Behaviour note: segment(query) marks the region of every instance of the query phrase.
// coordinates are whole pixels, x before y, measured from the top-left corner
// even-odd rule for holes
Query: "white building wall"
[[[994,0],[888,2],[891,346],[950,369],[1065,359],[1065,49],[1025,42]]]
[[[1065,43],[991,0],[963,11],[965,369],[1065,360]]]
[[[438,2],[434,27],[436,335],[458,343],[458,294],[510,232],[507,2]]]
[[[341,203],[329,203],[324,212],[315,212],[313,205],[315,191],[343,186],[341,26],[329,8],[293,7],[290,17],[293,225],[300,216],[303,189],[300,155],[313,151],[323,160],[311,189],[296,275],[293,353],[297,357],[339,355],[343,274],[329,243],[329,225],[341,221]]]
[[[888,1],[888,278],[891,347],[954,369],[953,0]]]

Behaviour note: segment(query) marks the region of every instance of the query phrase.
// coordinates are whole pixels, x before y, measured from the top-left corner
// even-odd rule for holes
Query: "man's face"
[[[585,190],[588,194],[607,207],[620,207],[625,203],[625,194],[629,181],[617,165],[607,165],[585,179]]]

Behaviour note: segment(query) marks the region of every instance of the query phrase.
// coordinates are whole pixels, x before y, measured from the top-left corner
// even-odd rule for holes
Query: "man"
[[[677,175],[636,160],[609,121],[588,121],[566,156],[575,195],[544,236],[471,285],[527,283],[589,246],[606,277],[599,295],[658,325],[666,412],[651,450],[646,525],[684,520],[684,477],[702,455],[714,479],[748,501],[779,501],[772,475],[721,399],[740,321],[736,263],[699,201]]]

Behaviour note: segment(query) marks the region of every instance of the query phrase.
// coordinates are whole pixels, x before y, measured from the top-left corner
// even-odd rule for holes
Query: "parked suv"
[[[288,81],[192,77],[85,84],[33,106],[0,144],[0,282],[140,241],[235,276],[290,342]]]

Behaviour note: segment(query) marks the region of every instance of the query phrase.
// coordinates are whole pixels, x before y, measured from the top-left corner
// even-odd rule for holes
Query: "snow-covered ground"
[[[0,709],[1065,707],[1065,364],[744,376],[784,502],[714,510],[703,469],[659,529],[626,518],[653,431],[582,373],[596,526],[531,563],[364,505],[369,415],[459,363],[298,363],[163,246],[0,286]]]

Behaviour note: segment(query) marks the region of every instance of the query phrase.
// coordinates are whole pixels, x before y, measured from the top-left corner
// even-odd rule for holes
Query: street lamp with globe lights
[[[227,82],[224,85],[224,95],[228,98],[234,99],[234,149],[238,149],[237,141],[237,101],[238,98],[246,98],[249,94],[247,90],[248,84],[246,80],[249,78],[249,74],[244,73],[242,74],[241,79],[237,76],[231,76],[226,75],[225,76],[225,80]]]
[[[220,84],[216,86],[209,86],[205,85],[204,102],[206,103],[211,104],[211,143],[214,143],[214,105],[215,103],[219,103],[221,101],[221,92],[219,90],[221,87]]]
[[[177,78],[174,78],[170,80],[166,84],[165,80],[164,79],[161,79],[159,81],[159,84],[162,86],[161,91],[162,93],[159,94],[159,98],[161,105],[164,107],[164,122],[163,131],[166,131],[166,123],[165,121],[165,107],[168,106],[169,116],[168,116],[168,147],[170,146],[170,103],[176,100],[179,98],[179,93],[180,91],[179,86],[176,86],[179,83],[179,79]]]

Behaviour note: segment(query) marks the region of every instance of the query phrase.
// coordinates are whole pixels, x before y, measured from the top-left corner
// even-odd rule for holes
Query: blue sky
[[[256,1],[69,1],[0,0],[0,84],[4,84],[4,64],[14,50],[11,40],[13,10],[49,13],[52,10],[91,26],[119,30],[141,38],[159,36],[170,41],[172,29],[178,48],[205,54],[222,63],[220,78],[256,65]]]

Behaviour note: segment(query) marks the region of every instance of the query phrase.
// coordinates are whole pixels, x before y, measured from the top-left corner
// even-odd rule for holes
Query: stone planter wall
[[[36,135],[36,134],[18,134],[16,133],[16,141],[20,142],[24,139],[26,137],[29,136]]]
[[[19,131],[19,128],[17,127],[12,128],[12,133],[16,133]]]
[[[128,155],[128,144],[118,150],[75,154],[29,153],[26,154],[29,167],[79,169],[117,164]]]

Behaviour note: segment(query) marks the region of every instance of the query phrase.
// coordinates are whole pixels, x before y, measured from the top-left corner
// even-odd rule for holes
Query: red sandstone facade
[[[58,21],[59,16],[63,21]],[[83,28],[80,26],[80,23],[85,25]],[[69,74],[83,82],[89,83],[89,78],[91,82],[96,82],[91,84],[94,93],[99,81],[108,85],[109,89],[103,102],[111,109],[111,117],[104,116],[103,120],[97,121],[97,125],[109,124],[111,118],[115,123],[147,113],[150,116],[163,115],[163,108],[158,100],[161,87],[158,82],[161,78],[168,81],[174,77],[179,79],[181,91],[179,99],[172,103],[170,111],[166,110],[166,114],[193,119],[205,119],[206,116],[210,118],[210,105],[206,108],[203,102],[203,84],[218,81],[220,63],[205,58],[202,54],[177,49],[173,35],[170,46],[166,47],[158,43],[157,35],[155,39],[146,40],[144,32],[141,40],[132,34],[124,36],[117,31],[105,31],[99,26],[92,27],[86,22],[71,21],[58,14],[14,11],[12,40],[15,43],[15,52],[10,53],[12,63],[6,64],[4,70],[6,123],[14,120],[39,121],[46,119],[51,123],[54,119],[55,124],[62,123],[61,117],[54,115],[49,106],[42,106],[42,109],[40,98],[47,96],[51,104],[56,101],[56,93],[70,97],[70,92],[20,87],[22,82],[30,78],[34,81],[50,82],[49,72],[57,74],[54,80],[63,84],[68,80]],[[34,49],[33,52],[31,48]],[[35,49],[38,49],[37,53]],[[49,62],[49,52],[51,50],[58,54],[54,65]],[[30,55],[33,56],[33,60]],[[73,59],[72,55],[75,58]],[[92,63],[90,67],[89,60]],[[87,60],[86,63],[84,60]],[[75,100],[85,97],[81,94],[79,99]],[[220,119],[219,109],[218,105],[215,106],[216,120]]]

# # # # # # #

> [The exercise]: Scale down every line from the start of the items through the line containing "[[[888,1],[888,278],[891,347],[954,369],[953,0]]]", copying each line, requests included, and giving only those lines. Multiply each coordinate in the answers by 0.85 and round to whole numbers, with halves rounded up, leaving the requests unchanged.

> [The solution]:
Behaviour note: segment(query) marks the region of every instance of the query phrase.
// coordinates are whole pixels, x before y, measured from the top-left corner
// even-odd rule for holes
Query: "white building wall"
[[[845,0],[755,2],[757,294],[808,314],[905,305],[905,42],[871,36]]]
[[[905,37],[842,0],[819,9],[820,314],[905,306]]]
[[[372,2],[369,23],[371,285],[389,292],[389,250],[434,197],[431,2]]]
[[[290,173],[280,173],[275,180],[268,180],[266,174],[268,162],[292,158],[290,22],[280,7],[249,6],[247,14],[249,191],[255,184],[258,161],[255,132],[266,128],[275,136],[264,161],[252,234],[249,300],[252,303],[288,302],[292,233],[280,207],[280,191],[290,188]]]
[[[755,1],[755,236],[757,295],[811,314],[810,0]]]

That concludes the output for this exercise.